DÉTAILS DE LA TÂCHE:
Recopiez à l'identique le passage de l'article sur la série Les Hommes de l'ombre compris entre « Le président de » et « victime d'un attentat. », bornes incluses.

TEXTE:
Le président de la République est en déplacement dans une usine en grève pour cause de délocalisation. La sécurité est sur le qui-vive. Un homme s'avance, sanglé d'une ceinture d'explosifs. Affolement. Explosion. Noir… Générique. En cinq minutes, ce qui avait toutes les apparences d'un documentaire bascule dans la fiction: le président a été victime d'un attentat.
La série télévisée Les Hommes de l'ombre, réalisée par Frédéric Tellier, attendue le 25 janvier 2012 sur France 2 et présentée deux jours plus tôt en ouverture du 25e Festival international des programmes audiovisuels, s'annonce comme un thriller politique à la française. Et comme l'événement de la rentrée pour la chaîne publique (6 épisodes de 52 minutes durant trois semaines, pour un budget de 6 millions d'euros) qui, pour la première fois, s'aventure sur le terrain de la politique en évitant les poncifs bouffons de la comédie, comme en 2006 avec Etat de grâce.
«A trois mois de l'élection présidentielle et alors que les fictions étrangères comme le cinéma français explorent de plus en plus frontalement l'univers du pouvoir, la chaîne fait le pari d'attirer le grand public avec un sujet un peu pointu, qui traite des coulisses de l'accession au pouvoir en puisant dans une matière vraie sans rien céder au romanesque et au suspense d'une fiction assumée», explique Thierry Sorel, patron de la fiction de France 2.

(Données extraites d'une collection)

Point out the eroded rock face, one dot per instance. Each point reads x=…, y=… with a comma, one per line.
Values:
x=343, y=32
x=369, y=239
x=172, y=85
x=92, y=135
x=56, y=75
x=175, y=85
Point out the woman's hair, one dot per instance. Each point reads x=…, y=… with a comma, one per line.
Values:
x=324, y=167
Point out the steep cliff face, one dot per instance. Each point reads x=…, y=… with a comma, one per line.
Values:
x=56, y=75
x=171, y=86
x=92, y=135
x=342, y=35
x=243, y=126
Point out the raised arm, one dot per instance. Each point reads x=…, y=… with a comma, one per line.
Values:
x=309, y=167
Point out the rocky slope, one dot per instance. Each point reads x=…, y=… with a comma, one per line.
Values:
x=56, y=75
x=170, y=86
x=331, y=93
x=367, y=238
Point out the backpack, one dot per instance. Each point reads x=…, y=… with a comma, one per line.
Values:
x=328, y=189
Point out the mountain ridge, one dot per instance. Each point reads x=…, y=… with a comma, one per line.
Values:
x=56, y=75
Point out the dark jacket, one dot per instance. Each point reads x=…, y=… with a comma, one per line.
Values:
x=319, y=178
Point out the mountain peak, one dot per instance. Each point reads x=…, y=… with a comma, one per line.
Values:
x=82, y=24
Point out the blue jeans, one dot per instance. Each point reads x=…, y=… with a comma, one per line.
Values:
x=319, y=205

RÉPONSE CORRECTE:
Le président de la République est en déplacement dans une usine en grève pour cause de délocalisation. La sécurité est sur le qui-vive. Un homme s'avance, sanglé d'une ceinture d'explosifs. Affolement. Explosion. Noir… Générique. En cinq minutes, ce qui avait toutes les apparences d'un documentaire bascule dans la fiction: le président a été victime d'un attentat.